**** PROVIDED TEXT

In the absence of functional TAP, the presentation of peptides by cancer cells is reduced, though it does not stop altogether. Rather, an alternative repertoire of peptides, termed T cell epitopes associated with impaired peptide processing (TEIPPs) are presented by these TAP deficient cells, and these peptides are still able to activate a functional CD8+ T cell response that leads to tumor regression (Marijt et al., 2019b; van Hall et al., 2006; Wolpert et al., 1997). By starting with a CTL that was capable of lysing tumor cells, then matching that CTL to its target antigen by generating a cDNA library of potential tumor antigens, one of these TEIPPs, preprocalcitonin (ppCT) was discovered, a protein that is highly overexpressed in several lung carcinomas when compared to healthy tissues. The presentation of this peptide was dependent on reduced expression of TAP (Durgeau et al., 2018; Hage et al., 2013). TEIPP-specific antigens, including ppCT are often self-protein derived, and are processed in the ER directly by a mechanism that involves signal peptidase and signal peptide peptidase before loading onto MHC-I molecules for presentation on the surface of TAP-deficient cells (Hage et al., 2013).

The ability of TEIPP-specific CD8+ T cells to selectively target other TAP-defective cancer types has been demonstrated in colon carcinoma, lymphoma, melanoma, and renal cell carcinoma (Marijt et al., 2019b). It has been hypothesized that TEIPP peptides are only presented by TAP-defective cells because under normal circumstances where functional TAP is intact, TEIPP peptides are outcompeted by the more abundantly available, proteasome-derived peptides to bind MHC-I molecules, or because TEIPP peptides form weaker complexes with MHC-I molecules compared with those generated canonically (Marijt et al., 2019a). Additionally, TEIPP peptide presentation by MHC-I molecules may be necessary for cancer cells to evade natural killer (NK) cells, since NK cells usually target cells that lack surface MHC-I expression.

Furthermore, recent data in cancer patients treated with immune checkpoint inhibitors report treatment failure due to cancer cells acquiring immune resistance by modulating components of the MHC-I peptide presentation pathway or IFN-γ response pathway, which regulates the expression of MHC-I antigen-presentation machinery, as explained earlier. This significantly impairs CD8+ T cell mediated responses (Burr et al., 2019; Manguso et al., 2017; Pan et al., 2018; Patel et al., 2017; Shin et al., 2017; Zaretsky et al., 2016). As an alternative therapeutic strategy, TEIPP peptides have been proposed for use in vaccinations against cancer in humans to induce a robust CD8+ T cell antitumor response, since these peptide are unmutated and ubiquitously expressed in various types of cancers (Durgeau et al., 2018), and the presence of TEIPP-specific naïve T cells has been reported to be common in many people (Marijt et al., 2018). Additionally, targeting TEIPP with in vitro expanded TEIPP-specific CD8+ T cell clones has also been proposed as a therapeutic strategy to prevent primary and metastasized cancer cells from evading immunosurveillance (Chambers et al., 2007; Durgeau et al., 2018; Marijt et al., 2019b).

********
**** DATA RECORDS

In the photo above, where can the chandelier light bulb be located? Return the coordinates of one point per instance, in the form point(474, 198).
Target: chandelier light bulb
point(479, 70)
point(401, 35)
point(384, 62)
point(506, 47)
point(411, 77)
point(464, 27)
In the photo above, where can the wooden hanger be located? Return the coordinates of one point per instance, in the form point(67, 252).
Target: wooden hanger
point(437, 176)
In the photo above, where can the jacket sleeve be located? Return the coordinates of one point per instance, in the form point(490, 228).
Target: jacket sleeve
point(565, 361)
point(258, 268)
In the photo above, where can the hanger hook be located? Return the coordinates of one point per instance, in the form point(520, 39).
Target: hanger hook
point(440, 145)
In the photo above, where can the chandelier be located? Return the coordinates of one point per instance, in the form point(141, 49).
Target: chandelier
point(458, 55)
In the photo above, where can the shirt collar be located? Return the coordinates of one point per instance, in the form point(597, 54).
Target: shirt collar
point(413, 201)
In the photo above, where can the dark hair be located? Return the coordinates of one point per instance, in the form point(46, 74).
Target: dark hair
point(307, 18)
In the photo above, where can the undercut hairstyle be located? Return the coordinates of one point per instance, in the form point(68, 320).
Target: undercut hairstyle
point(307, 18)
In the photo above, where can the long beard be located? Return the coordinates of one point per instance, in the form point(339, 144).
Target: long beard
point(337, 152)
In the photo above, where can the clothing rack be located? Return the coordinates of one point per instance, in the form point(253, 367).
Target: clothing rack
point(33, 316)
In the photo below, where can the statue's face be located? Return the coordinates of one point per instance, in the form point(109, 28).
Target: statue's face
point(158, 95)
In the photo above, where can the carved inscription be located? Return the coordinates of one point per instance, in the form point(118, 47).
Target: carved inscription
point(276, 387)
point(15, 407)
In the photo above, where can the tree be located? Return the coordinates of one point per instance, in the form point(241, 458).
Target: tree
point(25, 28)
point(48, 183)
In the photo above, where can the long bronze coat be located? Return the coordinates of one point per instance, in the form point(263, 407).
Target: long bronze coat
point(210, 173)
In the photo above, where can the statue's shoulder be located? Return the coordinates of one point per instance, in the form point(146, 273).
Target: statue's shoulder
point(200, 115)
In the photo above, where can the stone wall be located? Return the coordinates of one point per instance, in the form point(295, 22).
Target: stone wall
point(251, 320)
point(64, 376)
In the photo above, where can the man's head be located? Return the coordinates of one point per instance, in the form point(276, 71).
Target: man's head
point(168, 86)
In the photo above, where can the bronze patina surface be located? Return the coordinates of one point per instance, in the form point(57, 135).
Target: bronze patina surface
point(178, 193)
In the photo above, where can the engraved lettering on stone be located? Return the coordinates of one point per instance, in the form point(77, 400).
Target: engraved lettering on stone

********

YOUR GOAL:
Please explain, in one to three sentences, why the TEIPP text says TEIPP peptides have been proposed for use in human cancer vaccination. The listing is not needed for this work.

SOLUTION:
TEIPP peptides have been proposed for cancer vaccination because they are unmutated and ubiquitously expressed in various types of cancers. In addition, TEIPP-specific naïve T cells have been reported to be common in many people. Such vaccination is meant to induce a robust CD8+ T cell antitumor response.